→ **PROBLEM DESCRIPTION**
Transcription task. Write out each entry verbatim and exclude any image.

→ **SUPPLIED ENTRIES**
Start of Block

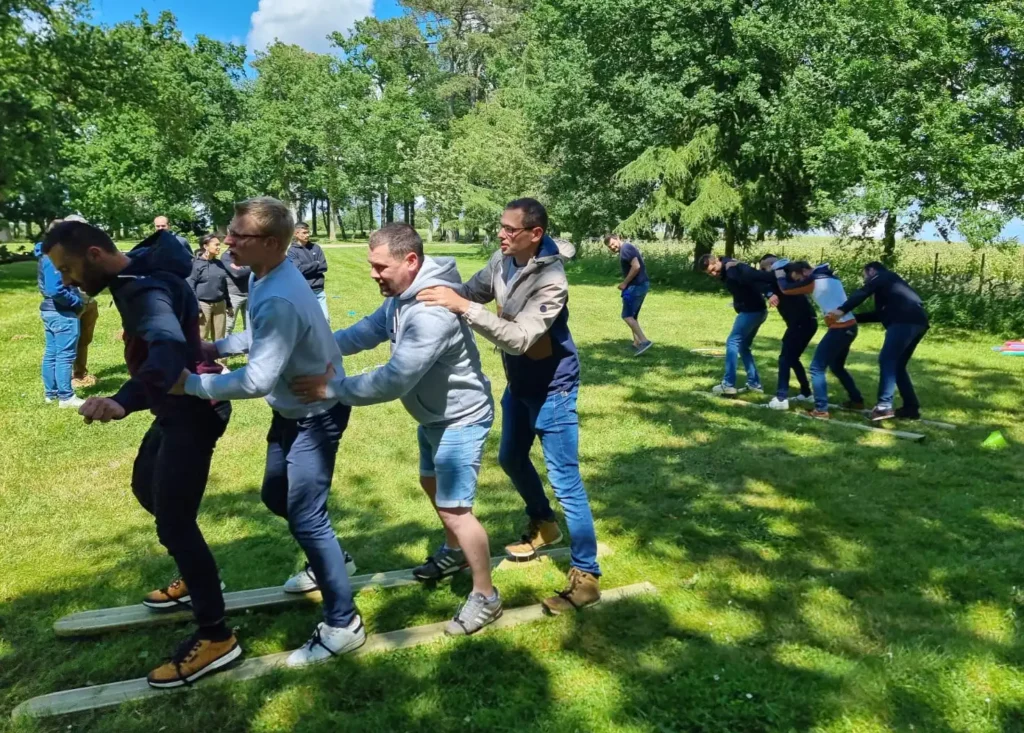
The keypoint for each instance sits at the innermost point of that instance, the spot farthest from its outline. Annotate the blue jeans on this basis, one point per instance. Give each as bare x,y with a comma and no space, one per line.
633,298
737,346
322,298
901,340
58,354
453,456
300,457
555,422
832,353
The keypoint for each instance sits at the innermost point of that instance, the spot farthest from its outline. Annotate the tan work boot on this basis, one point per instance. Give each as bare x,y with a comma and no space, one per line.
174,595
538,534
194,658
584,590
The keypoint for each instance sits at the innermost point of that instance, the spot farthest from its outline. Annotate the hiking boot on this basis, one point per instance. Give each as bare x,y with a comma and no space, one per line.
446,561
174,595
475,613
194,658
881,413
305,581
83,382
584,590
539,534
328,642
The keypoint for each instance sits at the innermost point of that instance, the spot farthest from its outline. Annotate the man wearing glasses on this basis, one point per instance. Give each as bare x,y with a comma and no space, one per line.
288,338
526,278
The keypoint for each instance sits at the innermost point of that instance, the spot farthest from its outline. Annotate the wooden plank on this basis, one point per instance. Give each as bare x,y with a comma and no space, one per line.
916,437
87,698
867,414
102,620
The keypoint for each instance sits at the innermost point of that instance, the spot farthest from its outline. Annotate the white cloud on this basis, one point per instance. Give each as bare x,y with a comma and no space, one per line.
304,23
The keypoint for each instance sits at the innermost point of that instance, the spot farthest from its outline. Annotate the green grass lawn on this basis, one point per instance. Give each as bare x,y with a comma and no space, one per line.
810,576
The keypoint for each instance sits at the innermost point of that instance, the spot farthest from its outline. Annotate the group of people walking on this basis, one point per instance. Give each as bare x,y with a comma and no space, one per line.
786,285
430,319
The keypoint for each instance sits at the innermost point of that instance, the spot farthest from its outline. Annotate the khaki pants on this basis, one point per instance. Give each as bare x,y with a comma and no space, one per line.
87,325
213,319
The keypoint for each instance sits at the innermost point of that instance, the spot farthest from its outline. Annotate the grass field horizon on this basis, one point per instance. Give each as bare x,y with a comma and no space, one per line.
810,576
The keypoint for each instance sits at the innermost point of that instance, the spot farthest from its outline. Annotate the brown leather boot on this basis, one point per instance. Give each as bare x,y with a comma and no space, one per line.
584,590
538,534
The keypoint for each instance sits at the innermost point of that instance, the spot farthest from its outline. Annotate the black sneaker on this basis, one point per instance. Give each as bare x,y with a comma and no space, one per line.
880,414
442,563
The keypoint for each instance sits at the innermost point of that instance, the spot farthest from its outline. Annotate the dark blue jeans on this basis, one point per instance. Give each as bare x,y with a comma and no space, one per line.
58,353
300,457
901,340
832,353
795,342
554,420
737,346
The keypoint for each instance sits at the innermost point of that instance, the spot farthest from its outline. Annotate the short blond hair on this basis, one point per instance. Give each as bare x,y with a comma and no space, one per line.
272,217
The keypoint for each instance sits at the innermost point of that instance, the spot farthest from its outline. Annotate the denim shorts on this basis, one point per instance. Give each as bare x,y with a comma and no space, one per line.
453,455
633,298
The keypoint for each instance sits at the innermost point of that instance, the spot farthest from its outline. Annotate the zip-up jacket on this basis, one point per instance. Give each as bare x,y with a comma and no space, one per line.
895,301
310,262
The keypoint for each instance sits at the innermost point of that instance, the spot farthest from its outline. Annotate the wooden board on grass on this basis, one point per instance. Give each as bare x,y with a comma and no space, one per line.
87,698
916,437
102,620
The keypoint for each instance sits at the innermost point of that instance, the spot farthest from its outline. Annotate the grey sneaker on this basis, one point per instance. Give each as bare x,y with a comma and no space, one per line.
475,613
442,563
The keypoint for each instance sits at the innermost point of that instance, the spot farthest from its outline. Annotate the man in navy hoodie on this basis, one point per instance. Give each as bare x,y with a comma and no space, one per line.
160,315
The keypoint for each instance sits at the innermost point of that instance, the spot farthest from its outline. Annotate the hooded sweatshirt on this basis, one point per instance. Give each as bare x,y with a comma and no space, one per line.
209,279
288,338
56,296
824,288
531,326
160,316
310,262
434,367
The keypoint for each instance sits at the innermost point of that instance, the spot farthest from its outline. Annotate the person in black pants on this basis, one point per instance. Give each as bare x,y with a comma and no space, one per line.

End of Block

→ **EXPECTED ANSWER**
The keypoint for each instance sits at the innermost point of that instance, the spot farthest from its outline. Annotate the blue jeans on this basis, one point per instance. Give each as bare x,y with a comma and no space, one per line.
633,298
737,346
322,298
901,340
58,354
453,456
300,457
555,422
832,353
The keypoint for each instance sits at the innermost point of that instance, the spot farthest from its outline. Annotate the tan work boot on this basis, one point per instance. Give each as bare x,y with a comma and no space, one per line.
174,595
538,534
194,658
584,590
The keypoint for each instance sits at the innermost point of that instance, the spot farthest from its outline. Annotate the hiking boot on this basis, one point per instance. Give each as bare x,y with a comma and no space, one per line.
446,561
174,595
475,613
194,658
881,413
305,581
83,382
584,590
539,534
328,642
The keypoint for each instance sits at the innermost point of that instance, the spot farthest from its outline. Annotate the man wearing glasses on this basis, one point per instance. Give each as bare x,y with a comma and no space, one per line.
288,338
526,278
The keypoint for each instance sits at the innermost point of that instance, the spot farthest from its outline. Annotate the wooden plank on this basis, one point per instance. Give each as bare x,y with a comma and no space, one per line.
916,437
87,698
867,414
102,620
The keypoint for each instance sits at the innermost point of that instance, the spot farthest from its outline. Annotate the white cloud on this basis, one point per instance. Give each as bare x,y with a comma and no space, one per line.
304,23
The keypoint for each instance sits at the innermost point of that instance, the spot farthest from its outline. Annotate the green grass lawn on this basis, one point per instance. Give each as bare x,y with a comma and no space, one per line.
810,576
The keypoint for each instance sits at the innermost point of that instance, the spot farthest from its outline. Annotate the group of people walking on this basis, one point per instance. Give each as bare x,y with a comma and no space, one per line.
786,285
430,319
The keypoint for each instance sits at the innermost point of that instance, the spot farthest from its outline. Annotate the khaki pants on this basis, one point per instance. Give each as bare x,y with a comma and no space, one per line.
87,325
213,319
The keypoint for each instance sits at the innermost point of that instance, the spot farthest from its outline. Annotate the grass field horizon on this basis, one point per instance. Give each as bare x,y with a comma and no space, one per line.
810,576
The keypoint for each instance sits at the innermost point of that instance, the spot farthest from its outline. Annotate the brown leather boot on this basis, one point per instance. Give each as bare x,y with a comma and no space, one per line.
584,590
538,534
The keypoint for each instance sits at the innermost point of that instance, the spot farthest from its outline. Annotate the black sneaker on this basis, one point per instance. Give each as bare x,y with a comma and no space, one per line.
880,414
442,563
The keypoint for each instance sits at the innermost point of that instance, the spot farthest from its outline. Annotate the dark blue jeans on this basis, one point per instance. Give each as bare x,y with a comma and no space, one per line.
58,353
300,457
901,340
832,353
795,342
554,420
737,346
The keypoint for each instance sits at the innermost point of that instance, the spot farthest from its outline. Annotate the short blond hair on this basis, one point per instance. Give each as bare x,y with a comma and no space, one per line.
272,217
The keypoint for each instance sits at the innermost point of that instance, the spot farthest from its outline. Annotate the denim shorts on this basis, one point per instance. Give each as bare x,y with a comma and no space, one per line.
453,455
633,298
The keypoint for each instance sits at the innermost point of that instance, the spot farthest from its outline. Annotate the zip-up jacket on this basis, one point per instance. Give each as bare x,y with a comma and no space, one per line.
895,301
310,262
The keypoint for each instance sits at the innermost point of that instance, the spot farthest from its outline. Annotate the wooden board on grass on this basis, one point per instance. Give each as bare x,y with a comma and no space, one per line.
87,698
916,437
102,620
The keypoint for each instance sits at the innermost point of that instance, the spot farthest from its outline. Annotate the grey sneaker on this basis, one point per instance. Give each as bare x,y with a comma and no space, one per line.
475,613
442,563
The keypoint for each instance sits at the innermost point of that instance, the spot farthest from its outline. Annotate the man in navy hoodie on this basis, one point per instance. Give each as bare x,y with a comma and no space, one per line.
160,315
The keypoint for each instance sits at the innermost point of that instance, the spot farthest from its outline. Annotate the hooded sweatshirt on this basis, one point per instance. Give each as bare x,y with a comma and no space, one per line.
209,279
288,338
56,296
824,288
531,326
160,316
310,262
434,367
The keypoint for each instance sits at the innermost point of that instance, the spot farthest from its outline. Annotate the person in black pants on this basis, one point per instance. Give each as bare x,y with a comma and no space, one per line.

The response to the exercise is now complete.